▶ **DO THIS**:
Write out each of the items below word for word, reproducing every line without any change.

▶ **DATA FOR THIS EXERCISE**:
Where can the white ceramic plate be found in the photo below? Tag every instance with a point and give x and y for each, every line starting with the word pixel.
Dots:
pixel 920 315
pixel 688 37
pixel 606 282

▶ **THE COMPLETED TASK**:
Where can the white ceramic plate be found in the photo below? Tag every instance with a point and give x and y for each, every line starting with the word pixel.
Dots:
pixel 920 315
pixel 688 37
pixel 606 282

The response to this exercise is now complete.